** Start Material for this task **
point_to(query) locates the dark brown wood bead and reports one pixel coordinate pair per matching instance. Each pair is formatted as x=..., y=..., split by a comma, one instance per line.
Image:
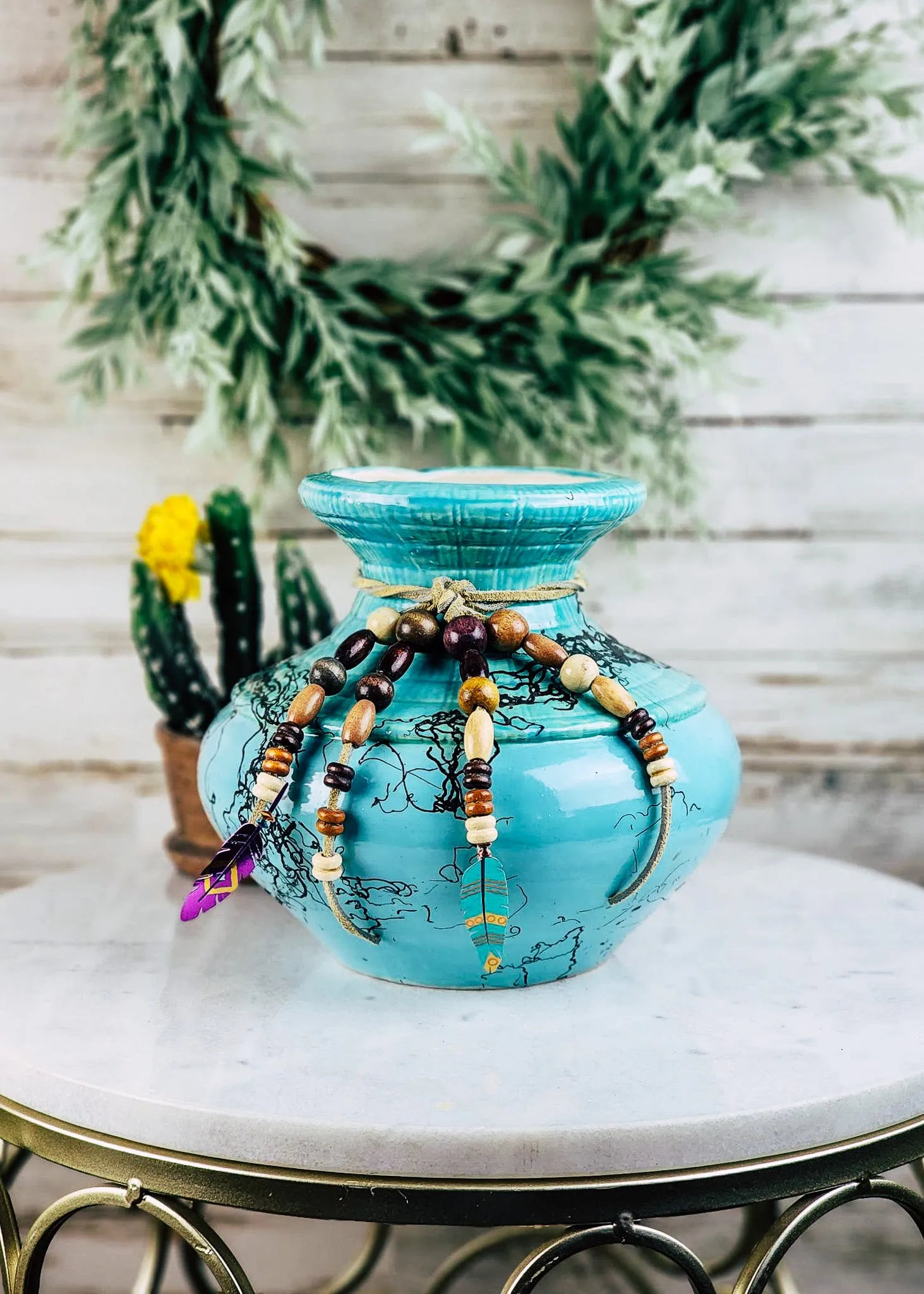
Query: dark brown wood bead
x=329, y=675
x=376, y=689
x=464, y=633
x=355, y=649
x=329, y=828
x=339, y=777
x=508, y=631
x=472, y=665
x=545, y=650
x=478, y=795
x=419, y=629
x=397, y=662
x=289, y=735
x=334, y=816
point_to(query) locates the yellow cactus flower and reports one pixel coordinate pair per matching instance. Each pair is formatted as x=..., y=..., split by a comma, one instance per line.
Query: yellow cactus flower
x=167, y=545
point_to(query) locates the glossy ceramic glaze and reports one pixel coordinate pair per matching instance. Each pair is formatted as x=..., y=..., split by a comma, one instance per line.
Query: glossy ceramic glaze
x=575, y=814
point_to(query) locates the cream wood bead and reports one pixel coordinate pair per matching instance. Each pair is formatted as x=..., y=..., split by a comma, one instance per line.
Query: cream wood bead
x=613, y=696
x=664, y=779
x=479, y=735
x=267, y=786
x=382, y=623
x=327, y=869
x=482, y=837
x=579, y=672
x=486, y=819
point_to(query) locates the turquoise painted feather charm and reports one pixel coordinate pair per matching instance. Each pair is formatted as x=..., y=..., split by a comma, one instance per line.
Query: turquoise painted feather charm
x=486, y=905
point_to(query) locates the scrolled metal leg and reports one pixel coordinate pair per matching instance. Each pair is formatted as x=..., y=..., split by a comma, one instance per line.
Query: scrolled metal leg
x=9, y=1240
x=154, y=1263
x=345, y=1283
x=546, y=1257
x=12, y=1161
x=170, y=1213
x=756, y=1219
x=364, y=1264
x=765, y=1259
x=462, y=1258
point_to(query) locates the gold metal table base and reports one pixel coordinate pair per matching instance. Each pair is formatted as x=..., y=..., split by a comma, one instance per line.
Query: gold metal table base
x=567, y=1217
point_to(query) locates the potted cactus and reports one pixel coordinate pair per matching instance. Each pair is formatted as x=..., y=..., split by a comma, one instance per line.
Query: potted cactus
x=175, y=547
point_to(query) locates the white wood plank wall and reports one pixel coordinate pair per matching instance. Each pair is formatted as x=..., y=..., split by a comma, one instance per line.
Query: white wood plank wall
x=801, y=608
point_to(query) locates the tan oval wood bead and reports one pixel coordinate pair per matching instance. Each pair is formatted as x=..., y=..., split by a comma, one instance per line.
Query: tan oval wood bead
x=304, y=707
x=613, y=696
x=479, y=691
x=651, y=739
x=479, y=807
x=508, y=629
x=577, y=673
x=479, y=735
x=382, y=623
x=545, y=650
x=359, y=723
x=664, y=779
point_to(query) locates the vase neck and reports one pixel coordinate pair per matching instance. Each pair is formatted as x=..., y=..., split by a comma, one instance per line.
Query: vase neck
x=501, y=528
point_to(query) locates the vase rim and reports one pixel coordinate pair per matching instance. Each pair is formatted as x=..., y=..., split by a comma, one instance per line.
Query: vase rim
x=472, y=486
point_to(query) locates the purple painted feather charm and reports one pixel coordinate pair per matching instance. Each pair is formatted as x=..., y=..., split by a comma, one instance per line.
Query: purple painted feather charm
x=233, y=864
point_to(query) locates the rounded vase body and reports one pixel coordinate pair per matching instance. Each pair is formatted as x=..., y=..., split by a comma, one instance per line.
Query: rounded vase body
x=575, y=813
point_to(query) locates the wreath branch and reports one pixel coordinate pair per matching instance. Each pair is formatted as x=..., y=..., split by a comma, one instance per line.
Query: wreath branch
x=562, y=339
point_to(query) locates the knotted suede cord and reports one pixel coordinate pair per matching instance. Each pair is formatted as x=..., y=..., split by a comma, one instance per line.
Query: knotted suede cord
x=452, y=598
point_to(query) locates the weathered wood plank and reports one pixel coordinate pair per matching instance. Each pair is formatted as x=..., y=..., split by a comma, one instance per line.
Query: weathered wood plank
x=835, y=480
x=37, y=43
x=791, y=638
x=861, y=598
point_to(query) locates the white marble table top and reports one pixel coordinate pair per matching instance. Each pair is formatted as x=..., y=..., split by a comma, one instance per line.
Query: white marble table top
x=773, y=1005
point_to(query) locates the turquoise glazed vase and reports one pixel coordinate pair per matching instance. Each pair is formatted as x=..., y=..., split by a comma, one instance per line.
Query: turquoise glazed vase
** End Material for this task **
• _What is asked_
Rewrite the stretch from the start of the lines through the line containing "x=339, y=777", swapping "dark brown" for "deep brown" and changing nothing else. Leave the pictures out of your answer.

• _Response below_
point_to(query) locates the deep brown wood bead and reports one pixel coordinate pair per matching instance. Each pair is formatted as x=..., y=..., split by a comma, one instance per line.
Image:
Query: deep brown wood bead
x=329, y=675
x=376, y=689
x=464, y=633
x=355, y=649
x=329, y=828
x=339, y=777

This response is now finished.